**Point annotations for photos:**
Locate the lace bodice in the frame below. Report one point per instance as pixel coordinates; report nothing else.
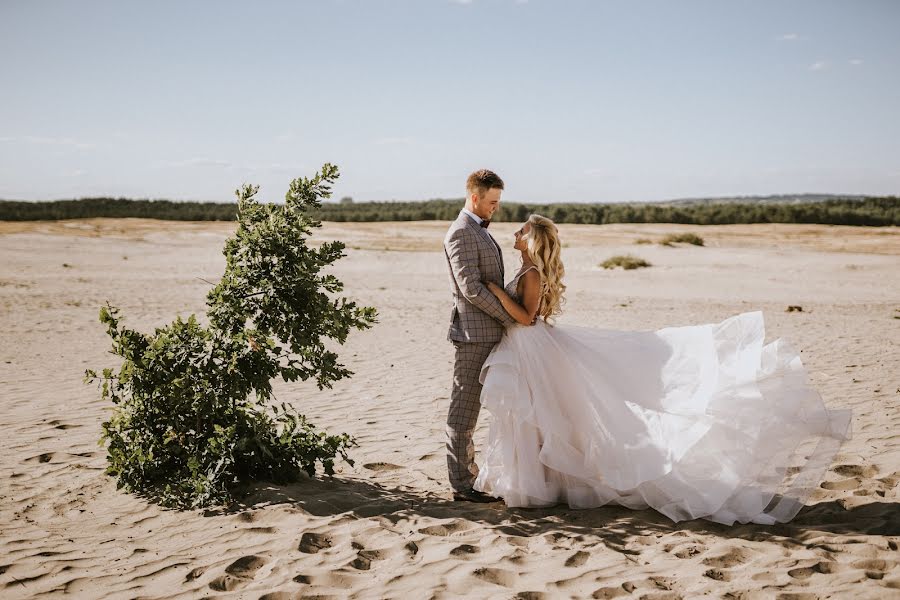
(512, 287)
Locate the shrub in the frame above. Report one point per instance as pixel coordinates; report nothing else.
(193, 412)
(682, 238)
(626, 261)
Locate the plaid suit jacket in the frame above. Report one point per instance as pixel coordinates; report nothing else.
(474, 258)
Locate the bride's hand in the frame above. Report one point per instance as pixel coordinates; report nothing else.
(494, 288)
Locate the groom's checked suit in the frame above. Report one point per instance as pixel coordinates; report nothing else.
(476, 325)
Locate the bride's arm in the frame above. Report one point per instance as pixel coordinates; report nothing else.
(525, 313)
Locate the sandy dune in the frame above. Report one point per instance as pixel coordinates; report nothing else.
(386, 527)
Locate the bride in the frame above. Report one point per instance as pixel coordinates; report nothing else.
(702, 421)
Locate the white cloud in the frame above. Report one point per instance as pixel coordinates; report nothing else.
(394, 141)
(49, 141)
(199, 162)
(599, 173)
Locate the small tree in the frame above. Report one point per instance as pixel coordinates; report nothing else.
(193, 407)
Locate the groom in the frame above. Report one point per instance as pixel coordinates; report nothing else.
(476, 324)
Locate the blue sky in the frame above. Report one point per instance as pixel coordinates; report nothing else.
(566, 100)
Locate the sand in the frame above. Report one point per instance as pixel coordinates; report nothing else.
(386, 528)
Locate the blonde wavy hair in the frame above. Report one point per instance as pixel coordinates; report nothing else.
(543, 247)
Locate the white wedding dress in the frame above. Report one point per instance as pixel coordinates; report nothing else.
(701, 421)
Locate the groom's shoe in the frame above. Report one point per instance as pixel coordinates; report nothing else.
(473, 495)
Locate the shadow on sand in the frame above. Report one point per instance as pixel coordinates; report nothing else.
(614, 526)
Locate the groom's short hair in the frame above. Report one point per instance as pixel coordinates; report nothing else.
(481, 181)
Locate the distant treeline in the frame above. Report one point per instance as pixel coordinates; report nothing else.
(858, 211)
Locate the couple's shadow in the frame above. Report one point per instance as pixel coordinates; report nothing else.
(614, 526)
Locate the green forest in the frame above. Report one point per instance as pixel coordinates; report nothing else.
(869, 211)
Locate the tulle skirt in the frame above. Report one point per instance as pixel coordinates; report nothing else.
(696, 422)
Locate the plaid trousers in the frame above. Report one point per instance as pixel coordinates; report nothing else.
(465, 403)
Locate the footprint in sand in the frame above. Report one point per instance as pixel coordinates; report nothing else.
(246, 566)
(732, 558)
(381, 467)
(277, 596)
(842, 485)
(874, 568)
(364, 559)
(43, 458)
(310, 543)
(717, 575)
(447, 529)
(500, 577)
(608, 593)
(856, 471)
(226, 583)
(577, 559)
(690, 551)
(465, 550)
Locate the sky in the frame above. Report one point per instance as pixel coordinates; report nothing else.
(567, 100)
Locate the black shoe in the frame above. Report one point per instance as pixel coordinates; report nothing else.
(473, 495)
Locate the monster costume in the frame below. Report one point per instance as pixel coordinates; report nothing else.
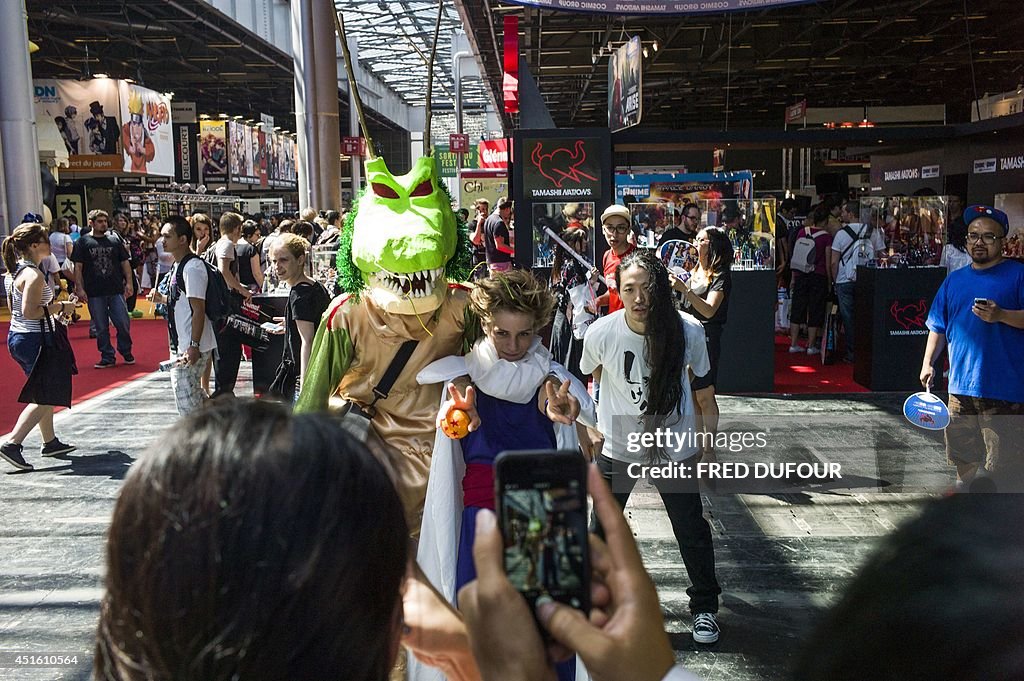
(398, 251)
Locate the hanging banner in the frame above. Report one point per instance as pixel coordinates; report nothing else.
(86, 116)
(494, 154)
(656, 8)
(185, 159)
(510, 82)
(213, 151)
(625, 93)
(146, 135)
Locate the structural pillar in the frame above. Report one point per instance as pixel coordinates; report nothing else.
(314, 52)
(18, 147)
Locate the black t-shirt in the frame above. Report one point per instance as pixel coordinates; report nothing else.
(100, 258)
(306, 302)
(494, 227)
(244, 252)
(721, 283)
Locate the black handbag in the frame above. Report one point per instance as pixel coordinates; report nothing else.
(49, 381)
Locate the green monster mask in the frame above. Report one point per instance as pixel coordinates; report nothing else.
(403, 242)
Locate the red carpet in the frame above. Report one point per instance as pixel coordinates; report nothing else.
(148, 346)
(805, 374)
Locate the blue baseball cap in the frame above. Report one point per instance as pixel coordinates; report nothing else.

**Problem statement:** Restate each of the entries above word for word and skip every image.

**In response:**
Locate the lace bodice in the frame below. Report one point per instance as pixel coordinates; report nothing else.
(512, 287)
Locate the shrub in the frame above. Report one point per instance as pixel coordinates; report nothing else.
(193, 412)
(682, 238)
(626, 261)
Locate the plaid suit jacket in the frame above. Report one point per instance as pixel coordinates; report nothing else.
(474, 258)
Locate the bride's hand in the frame above. Report one point per instance as pixel coordinates; report nothing else.
(494, 288)
Locate the groom's checked suit in the frame above. Report one point per instance as pixel coordinates; report nothing else.
(476, 325)
Locate the bride's arm in the frame above. Report one point per instance as pixel coordinates; report nothing else.
(525, 313)
Locate the sandy dune in the frame above. Report one point per instance as pixel coordinates; report nothing else.
(386, 527)
Locate the bride in the frame above. Report one point per instance as pixel coordinates; report nothing else.
(702, 421)
Locate the white cloud in the frame above. Report one point per instance as pixel coordinates; report nothing else.
(394, 141)
(49, 141)
(199, 162)
(599, 173)
Locate the small tree in the frame above. Report one point per instance as pixel coordinates; report nothing else.
(193, 407)
Locate the groom in the frame above. Report one point per instance as pixel coordinates; report nothing else.
(476, 324)
Locate the blue sky in the frame above. Report one point per instance as pixel coordinates; report nothing else.
(566, 100)
Locate the sand in the frame above. Report one point per instance as pixel coordinates; report nothing else.
(386, 528)
Locate the blonde wavy hair in the frame above. Report one point per instance as pixel coordinates; report nothing else.
(543, 247)
Locate the white wedding dress in the frame above. Report one point per instance as pixel coordinates; report nothing else.
(701, 421)
Locate the groom's shoe in the frame above. Report one point per instance as pixel coordinates; report nothing else.
(473, 495)
Locate the shadow on sand in the frame above. Report one point per instance as pixel coordinates; report nothing else.
(614, 526)
Locate the groom's short hair in the frame above. Report one point per instance as pixel coordinates; report nothing else.
(481, 181)
Locate the distant treeline in the frame above. Report one point per instance as pixel coordinates; report nothing else.
(858, 211)
Locate the couple's shadow in the frame above. Report one point per instance as pixel coordinates; report nothing else.
(614, 526)
Locate the green forest in the frame above. Report one point per instance as pixel coordinates; report nothing else.
(869, 211)
Locate the tulle skirt in the frame above. Report one point per instance as pixel coordinates; report nothing else.
(696, 422)
Locate the plaid trousers in the frame above. Report one point per instance as pixel coordinates; report nothing else.
(465, 403)
Locate the footprint in sand in the frame above. Report one point per instance as pixel coordinates; report nothing else.
(246, 566)
(732, 558)
(381, 467)
(277, 596)
(842, 485)
(874, 568)
(364, 559)
(43, 458)
(310, 543)
(717, 575)
(447, 529)
(500, 577)
(608, 593)
(856, 471)
(226, 583)
(577, 559)
(690, 551)
(465, 550)
Locate the sky in the frame above. Report one point per instance as pixel coordinates; report nothing else.
(567, 100)
Locate the black shoe in the frame above. Report one point per instance as pixel coordinates; report nothing else.
(473, 495)
Locate the monster costume in the frame below. Report one point per instance as pixel coordinates; report nothing else.
(398, 251)
Locate the hanging banner in the frame above. Report one point per instance as pixel coordinates; report nothing else.
(86, 116)
(494, 154)
(656, 8)
(185, 159)
(510, 82)
(213, 151)
(625, 93)
(146, 135)
Locate the structural pillar in the frame above. Report one point per instance as pixel coordinates; report nothing else.
(314, 52)
(18, 147)
Locate the black t-shirt in the frame above. Report one point per instance as pixel coordinates; report nothing else.
(100, 258)
(306, 302)
(494, 227)
(244, 252)
(721, 283)
Locate the black handbag in the frame above. Report one point per instance as pixel coordinates; report nothing else.
(49, 381)
Locate the green monster mask in the frame above. Report one point per instance as pixel coordinates; report nothing else.
(403, 242)
Locate the red carpet in the frame above. Report one point per instance as pixel coordinates; report nothing else.
(148, 346)
(805, 374)
Locate the blue baseball cap in the frame above. Report one point per instance as pixel coordinates; report nothing else.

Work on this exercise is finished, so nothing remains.